## Start
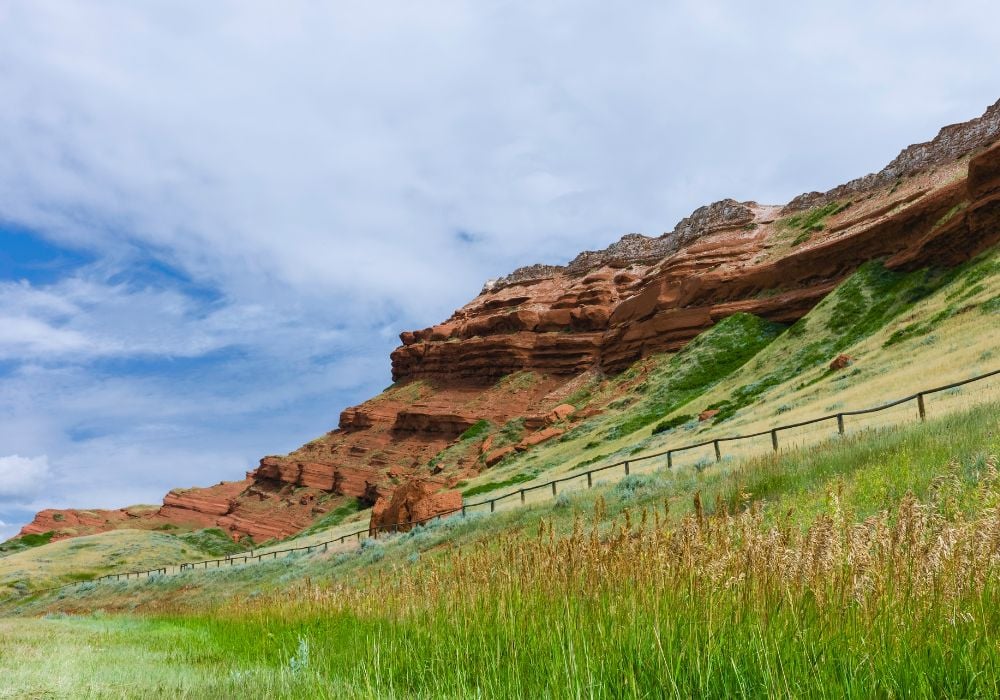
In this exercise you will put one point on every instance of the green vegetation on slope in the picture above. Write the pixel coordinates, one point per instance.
(333, 518)
(707, 359)
(858, 308)
(880, 582)
(19, 544)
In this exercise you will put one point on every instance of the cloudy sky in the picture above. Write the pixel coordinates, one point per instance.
(216, 217)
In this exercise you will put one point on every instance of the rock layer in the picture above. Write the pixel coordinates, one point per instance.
(517, 349)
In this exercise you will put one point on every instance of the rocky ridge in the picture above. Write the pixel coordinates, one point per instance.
(518, 348)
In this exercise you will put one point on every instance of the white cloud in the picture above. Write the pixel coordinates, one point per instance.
(312, 165)
(21, 477)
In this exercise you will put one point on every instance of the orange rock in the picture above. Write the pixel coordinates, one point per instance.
(561, 412)
(601, 312)
(417, 500)
(841, 361)
(498, 455)
(539, 437)
(486, 445)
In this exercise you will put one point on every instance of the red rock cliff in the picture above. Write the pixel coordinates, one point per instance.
(936, 203)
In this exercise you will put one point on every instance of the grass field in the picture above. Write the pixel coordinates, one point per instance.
(865, 567)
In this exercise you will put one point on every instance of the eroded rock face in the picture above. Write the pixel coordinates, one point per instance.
(951, 143)
(418, 500)
(936, 203)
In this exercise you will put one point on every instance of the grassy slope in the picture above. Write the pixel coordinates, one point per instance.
(761, 379)
(84, 558)
(452, 625)
(902, 330)
(788, 380)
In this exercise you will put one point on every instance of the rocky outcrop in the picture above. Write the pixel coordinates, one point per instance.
(547, 326)
(951, 143)
(416, 501)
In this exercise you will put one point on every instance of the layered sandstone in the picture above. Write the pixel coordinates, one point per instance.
(518, 348)
(417, 501)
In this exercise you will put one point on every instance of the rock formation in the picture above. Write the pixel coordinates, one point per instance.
(418, 500)
(515, 350)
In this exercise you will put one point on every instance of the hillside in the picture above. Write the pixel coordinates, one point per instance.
(851, 558)
(546, 352)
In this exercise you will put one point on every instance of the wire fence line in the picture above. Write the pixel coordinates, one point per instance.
(520, 494)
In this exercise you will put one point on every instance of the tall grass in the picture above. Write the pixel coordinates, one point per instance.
(727, 603)
(866, 568)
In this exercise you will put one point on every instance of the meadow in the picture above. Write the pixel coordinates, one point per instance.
(867, 566)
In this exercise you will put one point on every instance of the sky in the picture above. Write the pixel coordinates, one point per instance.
(216, 217)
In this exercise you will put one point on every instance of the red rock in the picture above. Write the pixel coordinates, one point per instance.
(601, 312)
(498, 455)
(841, 361)
(418, 500)
(561, 412)
(539, 437)
(486, 445)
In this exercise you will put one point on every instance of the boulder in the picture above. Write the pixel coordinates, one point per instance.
(840, 362)
(561, 412)
(539, 437)
(415, 501)
(498, 455)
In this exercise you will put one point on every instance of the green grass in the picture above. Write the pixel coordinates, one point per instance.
(212, 541)
(861, 306)
(810, 222)
(19, 544)
(607, 639)
(494, 485)
(706, 360)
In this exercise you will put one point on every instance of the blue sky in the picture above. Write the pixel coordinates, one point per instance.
(215, 218)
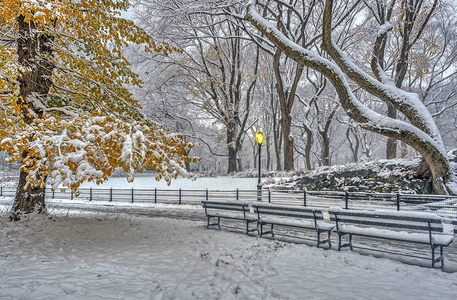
## End
▸ Task
Can you find every line in the entries above that contains the string "rocky" and copy each one out? Matching is case-sensitive.

▸ Solution
In this exercise you will put one point on every instance of the rocky ridge in the picture above. Write the pixel coordinates, one point per instance.
In this exercise you will put one point on every instance of the rocky outcrop in the picture above. Write the pixel coordinates, one point per instance.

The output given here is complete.